- Dataset -
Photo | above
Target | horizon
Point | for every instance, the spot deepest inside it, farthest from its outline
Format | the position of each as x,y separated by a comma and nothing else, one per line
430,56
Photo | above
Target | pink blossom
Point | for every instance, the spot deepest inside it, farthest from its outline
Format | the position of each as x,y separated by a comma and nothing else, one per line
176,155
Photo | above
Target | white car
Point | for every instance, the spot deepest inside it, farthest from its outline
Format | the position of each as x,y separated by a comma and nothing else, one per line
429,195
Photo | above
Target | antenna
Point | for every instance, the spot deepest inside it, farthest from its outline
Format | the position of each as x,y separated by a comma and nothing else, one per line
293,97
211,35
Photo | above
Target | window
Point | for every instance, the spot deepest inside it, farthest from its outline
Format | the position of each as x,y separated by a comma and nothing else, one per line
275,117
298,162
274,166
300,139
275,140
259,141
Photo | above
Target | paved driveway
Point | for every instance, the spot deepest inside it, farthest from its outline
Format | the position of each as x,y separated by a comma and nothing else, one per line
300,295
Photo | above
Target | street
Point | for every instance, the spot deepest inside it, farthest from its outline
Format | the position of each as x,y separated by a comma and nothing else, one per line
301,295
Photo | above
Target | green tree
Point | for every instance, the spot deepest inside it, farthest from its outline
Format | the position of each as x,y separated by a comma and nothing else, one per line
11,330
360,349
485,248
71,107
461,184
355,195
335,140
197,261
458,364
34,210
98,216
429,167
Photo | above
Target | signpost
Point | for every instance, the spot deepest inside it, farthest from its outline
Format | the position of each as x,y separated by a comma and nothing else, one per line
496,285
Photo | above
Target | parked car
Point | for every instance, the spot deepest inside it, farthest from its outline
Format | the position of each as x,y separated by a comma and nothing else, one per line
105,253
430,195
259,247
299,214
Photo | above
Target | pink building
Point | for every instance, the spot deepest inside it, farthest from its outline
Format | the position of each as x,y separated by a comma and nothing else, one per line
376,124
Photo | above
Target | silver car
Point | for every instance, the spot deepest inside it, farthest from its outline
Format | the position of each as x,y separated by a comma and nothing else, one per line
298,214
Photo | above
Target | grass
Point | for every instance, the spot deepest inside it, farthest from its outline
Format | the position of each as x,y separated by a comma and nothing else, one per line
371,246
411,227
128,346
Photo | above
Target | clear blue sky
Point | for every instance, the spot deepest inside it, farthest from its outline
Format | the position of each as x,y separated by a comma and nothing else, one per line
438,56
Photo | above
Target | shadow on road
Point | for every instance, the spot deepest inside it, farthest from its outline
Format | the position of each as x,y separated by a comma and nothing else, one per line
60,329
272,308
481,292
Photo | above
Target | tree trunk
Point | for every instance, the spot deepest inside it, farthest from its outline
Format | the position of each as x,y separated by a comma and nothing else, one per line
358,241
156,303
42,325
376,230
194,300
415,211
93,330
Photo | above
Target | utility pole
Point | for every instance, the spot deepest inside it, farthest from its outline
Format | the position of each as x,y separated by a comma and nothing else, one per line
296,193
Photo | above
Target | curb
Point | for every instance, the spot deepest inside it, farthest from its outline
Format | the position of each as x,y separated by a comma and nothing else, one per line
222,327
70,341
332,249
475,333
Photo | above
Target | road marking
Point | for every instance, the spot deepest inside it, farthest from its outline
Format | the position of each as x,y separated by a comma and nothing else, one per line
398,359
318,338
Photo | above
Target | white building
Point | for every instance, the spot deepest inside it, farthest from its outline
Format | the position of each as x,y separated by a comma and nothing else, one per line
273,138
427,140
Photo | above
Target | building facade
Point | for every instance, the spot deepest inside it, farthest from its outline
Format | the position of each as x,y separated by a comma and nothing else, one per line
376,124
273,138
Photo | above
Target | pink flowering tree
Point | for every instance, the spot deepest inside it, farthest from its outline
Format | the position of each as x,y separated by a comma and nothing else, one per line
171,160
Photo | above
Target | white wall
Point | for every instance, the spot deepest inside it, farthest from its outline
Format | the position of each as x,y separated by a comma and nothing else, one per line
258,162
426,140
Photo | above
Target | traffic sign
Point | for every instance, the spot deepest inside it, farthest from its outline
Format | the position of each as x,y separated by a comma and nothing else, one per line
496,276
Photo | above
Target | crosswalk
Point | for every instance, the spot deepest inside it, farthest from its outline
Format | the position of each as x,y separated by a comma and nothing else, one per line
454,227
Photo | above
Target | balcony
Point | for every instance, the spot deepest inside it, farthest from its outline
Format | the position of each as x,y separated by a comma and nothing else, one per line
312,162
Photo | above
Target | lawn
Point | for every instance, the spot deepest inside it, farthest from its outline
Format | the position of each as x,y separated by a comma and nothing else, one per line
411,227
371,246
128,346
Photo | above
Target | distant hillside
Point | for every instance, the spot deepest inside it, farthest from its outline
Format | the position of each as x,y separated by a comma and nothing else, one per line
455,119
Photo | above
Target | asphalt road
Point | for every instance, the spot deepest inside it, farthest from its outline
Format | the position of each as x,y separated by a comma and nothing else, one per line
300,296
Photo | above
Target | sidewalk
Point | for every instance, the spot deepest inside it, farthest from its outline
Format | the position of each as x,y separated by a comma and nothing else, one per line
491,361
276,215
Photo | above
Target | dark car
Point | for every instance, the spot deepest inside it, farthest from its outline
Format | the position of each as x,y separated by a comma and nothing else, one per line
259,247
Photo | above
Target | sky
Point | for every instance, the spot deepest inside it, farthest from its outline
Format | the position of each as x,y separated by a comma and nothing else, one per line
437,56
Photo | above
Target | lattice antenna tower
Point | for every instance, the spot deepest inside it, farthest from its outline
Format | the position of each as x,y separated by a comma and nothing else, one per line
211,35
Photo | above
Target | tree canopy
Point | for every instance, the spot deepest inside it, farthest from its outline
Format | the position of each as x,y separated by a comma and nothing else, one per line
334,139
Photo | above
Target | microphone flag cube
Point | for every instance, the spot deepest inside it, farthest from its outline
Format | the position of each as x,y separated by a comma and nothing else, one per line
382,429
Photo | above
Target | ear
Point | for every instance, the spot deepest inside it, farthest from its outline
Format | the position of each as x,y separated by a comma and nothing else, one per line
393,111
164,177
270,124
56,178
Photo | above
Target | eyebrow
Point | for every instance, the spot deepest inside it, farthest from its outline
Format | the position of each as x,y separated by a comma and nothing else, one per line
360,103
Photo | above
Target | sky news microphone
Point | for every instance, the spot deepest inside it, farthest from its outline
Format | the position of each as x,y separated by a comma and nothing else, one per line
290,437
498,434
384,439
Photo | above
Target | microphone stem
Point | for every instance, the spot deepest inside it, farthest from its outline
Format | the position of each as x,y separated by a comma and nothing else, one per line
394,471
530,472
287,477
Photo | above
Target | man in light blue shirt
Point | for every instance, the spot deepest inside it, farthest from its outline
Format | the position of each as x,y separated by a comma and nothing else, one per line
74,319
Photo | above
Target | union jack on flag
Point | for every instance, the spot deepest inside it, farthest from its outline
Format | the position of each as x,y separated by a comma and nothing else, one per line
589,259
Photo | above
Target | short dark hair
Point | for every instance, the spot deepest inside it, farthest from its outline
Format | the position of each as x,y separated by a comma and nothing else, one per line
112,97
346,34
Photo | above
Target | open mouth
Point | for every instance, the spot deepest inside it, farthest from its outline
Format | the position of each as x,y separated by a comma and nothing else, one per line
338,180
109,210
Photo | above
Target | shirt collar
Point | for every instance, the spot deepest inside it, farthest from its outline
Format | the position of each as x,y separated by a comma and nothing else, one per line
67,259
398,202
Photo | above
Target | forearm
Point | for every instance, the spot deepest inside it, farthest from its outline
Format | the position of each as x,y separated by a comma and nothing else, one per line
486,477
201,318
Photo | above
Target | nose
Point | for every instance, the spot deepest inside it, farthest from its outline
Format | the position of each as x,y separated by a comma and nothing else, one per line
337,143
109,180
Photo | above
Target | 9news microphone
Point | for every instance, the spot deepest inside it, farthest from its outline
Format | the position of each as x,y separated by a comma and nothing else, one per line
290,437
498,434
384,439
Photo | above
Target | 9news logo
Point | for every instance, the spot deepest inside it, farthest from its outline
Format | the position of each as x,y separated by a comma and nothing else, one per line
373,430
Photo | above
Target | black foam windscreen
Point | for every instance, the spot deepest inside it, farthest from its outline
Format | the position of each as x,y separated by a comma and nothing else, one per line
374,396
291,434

- Task instructions -
Your response should be the lines of the entries above that include the string "building".

- Response area -
Target | pink building
Target | white building
Target | building facade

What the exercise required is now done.